**Document excerpt:**
□ □ □ □ □

If there’s one thing that bugs me, it’s people seeing my identical twin daughters and asking whether they’re “natural.” I know where the question comes from. People are well aware that there’s an increased chance of conceiving multiples with certain types of fertility treatments. They see a pair of children who are pretty clearly twins, and they want to know whether they were conceived with or without medical assistance.

First, let me answer the question. J and M are spontaneous twins. (Thanks to Goddess in Progress, the founder of HDYDI, for giving me that term to use when I complained about how awkward I found the phrase “natural twins.”) I quit taking birth control pills, waited a month, got busy with my husband, and 7 months later had two amazing daughters.

I’ve never struggled with infertility, so I can’t truly understand what that experience is like. I can imagine, though, that I wouldn’t want to discuss infertility with strangers, especially in front of my children. I would imagine that early attempts to get pregnant, repeated visits to the doctor, diagnoses, perhaps even miscarriages, are none of anyone else’s business. If someone is asking because they’re suffering from infertility themselves and are seeking someone who understands, that’s one thing, but most of the time the question comes from pure nosiness.

When I hear the horrible, “Are they natural?” I sometimes answer, “Yes,” and go on about my day. Sometimes, I say, “They were conceived spontaneously.” Sometimes, it’s, “IVF increases the chances of fraternal twins. Mine are identical.” Once, it was, “Are you asking whether my girls were conceived through unprotected sex? Yep, they were!” I was in a bad mood that day.

□ □ □ □ □

**Provided information:**
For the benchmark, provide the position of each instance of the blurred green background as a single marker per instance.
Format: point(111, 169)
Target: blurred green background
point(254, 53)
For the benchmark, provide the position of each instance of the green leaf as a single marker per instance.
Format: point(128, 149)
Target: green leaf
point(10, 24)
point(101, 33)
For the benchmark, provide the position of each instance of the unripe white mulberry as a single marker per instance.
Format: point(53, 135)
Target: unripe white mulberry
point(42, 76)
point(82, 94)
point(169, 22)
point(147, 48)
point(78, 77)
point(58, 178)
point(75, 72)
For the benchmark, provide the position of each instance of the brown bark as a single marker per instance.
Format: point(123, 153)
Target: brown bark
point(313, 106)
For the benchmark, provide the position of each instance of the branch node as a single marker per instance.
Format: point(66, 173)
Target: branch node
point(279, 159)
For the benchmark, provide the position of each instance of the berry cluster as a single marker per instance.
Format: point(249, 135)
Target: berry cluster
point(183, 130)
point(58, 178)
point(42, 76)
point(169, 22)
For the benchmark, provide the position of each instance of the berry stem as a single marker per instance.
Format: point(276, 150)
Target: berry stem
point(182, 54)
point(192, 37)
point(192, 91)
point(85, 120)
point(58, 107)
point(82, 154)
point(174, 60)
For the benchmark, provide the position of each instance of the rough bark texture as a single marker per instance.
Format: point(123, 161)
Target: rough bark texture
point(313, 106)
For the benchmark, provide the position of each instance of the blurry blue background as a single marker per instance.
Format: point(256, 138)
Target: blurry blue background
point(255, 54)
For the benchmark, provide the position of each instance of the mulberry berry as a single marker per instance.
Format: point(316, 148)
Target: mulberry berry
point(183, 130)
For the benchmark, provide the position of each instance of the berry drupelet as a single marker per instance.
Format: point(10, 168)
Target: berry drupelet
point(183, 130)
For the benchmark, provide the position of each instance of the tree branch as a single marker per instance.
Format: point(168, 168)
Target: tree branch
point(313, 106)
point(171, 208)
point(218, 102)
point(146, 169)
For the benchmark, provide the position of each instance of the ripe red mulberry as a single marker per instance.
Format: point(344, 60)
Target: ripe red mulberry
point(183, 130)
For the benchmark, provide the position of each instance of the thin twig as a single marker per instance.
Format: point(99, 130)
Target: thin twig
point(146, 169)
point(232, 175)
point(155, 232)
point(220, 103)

□ □ □ □ □

**Using the information:**
a: In the text about the writer's identical twin daughters, reproduce the part starting at "When I hear" and ending at "mood that day.", swapping "bad mood" for "foul mood".
b: Answer these questions about the text on the writer's twin daughters:
(i) What term did Goddess in Progress give the writer to use in place of "natural twins"?
(ii) How long did the writer wait after quitting birth control pills?
(iii) According to one of the writer's replies, IVF increases the chances of what kind of twins?

**Solutions in order:**
a:
When I hear the horrible, “Are they natural?” I sometimes answer, “Yes,” and go on about my day. Sometimes, I say, “They were conceived spontaneously.” Sometimes, it’s, “IVF increases the chances of fraternal twins. Mine are identical.” Once, it was, “Are you asking whether my girls were conceived through unprotected sex? Yep, they were!” I was in a foul mood that day.

b:
(i) Spontaneous twins
(ii) A month
(iii) Fraternal twins